**STATED EXERCISE:**
Rewrite all of the data below as a numbered list, one line per item, skipping any blank lines and leaving out the pictures.

**SUPPLIED INFORMATION:**

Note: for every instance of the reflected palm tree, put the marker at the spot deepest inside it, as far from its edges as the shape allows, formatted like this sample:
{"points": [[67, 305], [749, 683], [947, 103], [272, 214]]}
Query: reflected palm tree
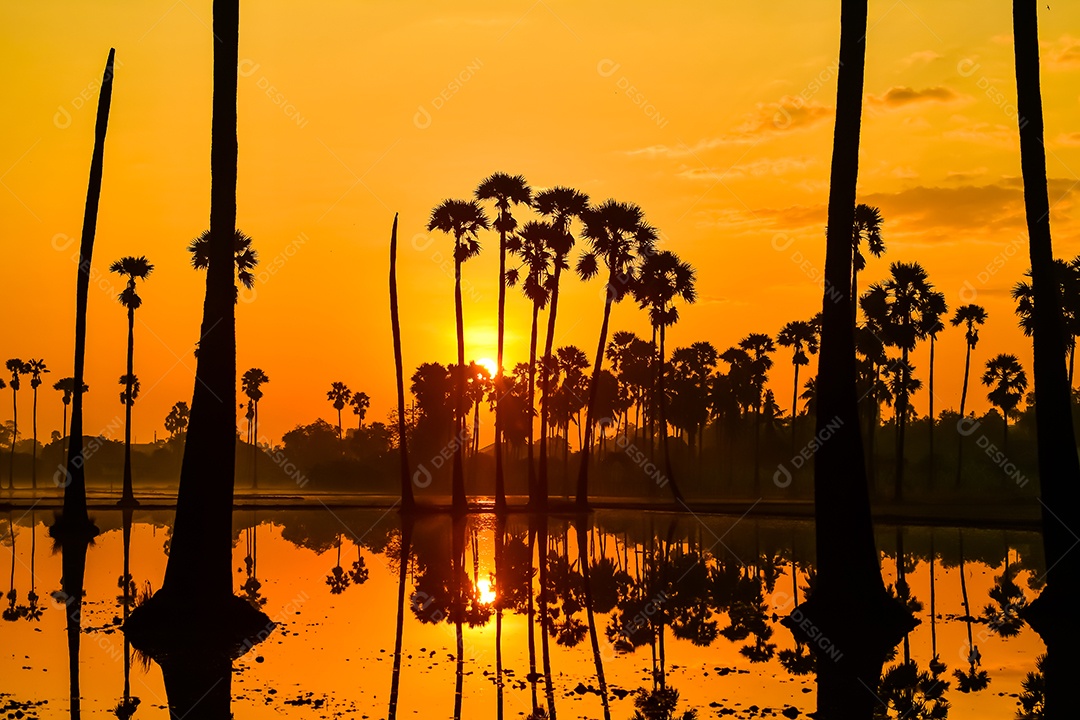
{"points": [[403, 560]]}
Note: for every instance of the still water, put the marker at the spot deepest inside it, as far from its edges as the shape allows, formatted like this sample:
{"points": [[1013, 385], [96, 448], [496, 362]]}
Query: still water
{"points": [[683, 602]]}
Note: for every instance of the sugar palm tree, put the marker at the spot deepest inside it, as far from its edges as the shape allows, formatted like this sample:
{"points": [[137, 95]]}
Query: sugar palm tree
{"points": [[757, 345], [532, 245], [37, 368], [801, 337], [971, 316], [561, 205], [1008, 383], [245, 257], [902, 307], [866, 228], [1051, 614], [66, 385], [849, 605], [618, 238], [251, 384], [505, 190], [132, 268], [932, 324], [463, 220], [408, 504], [339, 395], [662, 279], [360, 403], [17, 368]]}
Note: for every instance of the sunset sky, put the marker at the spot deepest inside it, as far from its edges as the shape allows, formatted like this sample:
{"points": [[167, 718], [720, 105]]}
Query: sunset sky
{"points": [[715, 118]]}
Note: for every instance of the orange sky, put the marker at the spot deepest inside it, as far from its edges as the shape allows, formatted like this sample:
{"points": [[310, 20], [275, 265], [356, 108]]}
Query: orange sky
{"points": [[716, 120]]}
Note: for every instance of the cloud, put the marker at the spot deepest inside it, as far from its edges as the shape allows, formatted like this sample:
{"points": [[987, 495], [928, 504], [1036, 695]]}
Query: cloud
{"points": [[767, 120], [763, 167], [901, 96]]}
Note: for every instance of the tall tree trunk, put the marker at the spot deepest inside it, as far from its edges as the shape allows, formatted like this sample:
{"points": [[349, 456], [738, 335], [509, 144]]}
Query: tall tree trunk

**SOLUTION TO THIS PROBLEM:**
1. Note: for every instance of the reflected palm tree, put the marker at the spot deepest inside it, as far from its edges as the shape allows, formatted like this sample:
2. {"points": [[67, 305], [749, 683], [947, 103], [272, 214]]}
3. Query: reflected palm tree
4. {"points": [[403, 560]]}
5. Note: for every instance of the still water, put the marker at the spot deepest inside it, as far from its edges as the shape allows, formatted like this sample:
6. {"points": [[1013, 385], [96, 448], [496, 362]]}
7. Query: still water
8. {"points": [[683, 602]]}
9. Note: for every instance of the sugar palm tree, put the marker at the spot deepest inside it, as far from its edges as the shape allows, formatted like this sample:
10. {"points": [[137, 95]]}
11. Query: sugar palm tree
12. {"points": [[757, 345], [532, 245], [37, 368], [801, 337], [971, 316], [561, 205], [1008, 383], [245, 257], [902, 307], [866, 228], [1051, 614], [66, 385], [849, 605], [618, 238], [251, 384], [505, 190], [132, 268], [932, 324], [463, 220], [408, 504], [339, 395], [662, 279], [360, 403], [17, 368]]}
13. Note: for every instance of the sunset sky, put the marker at the spot deepest inside it, as far from its edges as the shape allows, formatted like this sample:
14. {"points": [[167, 718], [720, 105]]}
15. Query: sunset sky
16. {"points": [[715, 118]]}
17. Note: for every instance of the orange sky, put the marker at the spot deepest inside it, as far from its edges as the shape allows, formatted like this sample:
18. {"points": [[310, 20], [275, 265], [356, 108]]}
19. Query: orange sky
20. {"points": [[716, 120]]}
21. Note: for every instance of the cloud, put the marker at the spot deepest inside it, as far from its edges as the shape allows, formatted like this sample:
22. {"points": [[987, 495], [928, 504], [1036, 695]]}
23. Query: cloud
24. {"points": [[767, 120], [763, 167], [901, 96]]}
25. Note: for every instance of the tall tree trunk, put the marker at the spot deepest inside it, as far from its edges as the shape allows, formatted like this sample:
26. {"points": [[349, 456], [738, 335], [509, 144]]}
27. Query: tall tree trunk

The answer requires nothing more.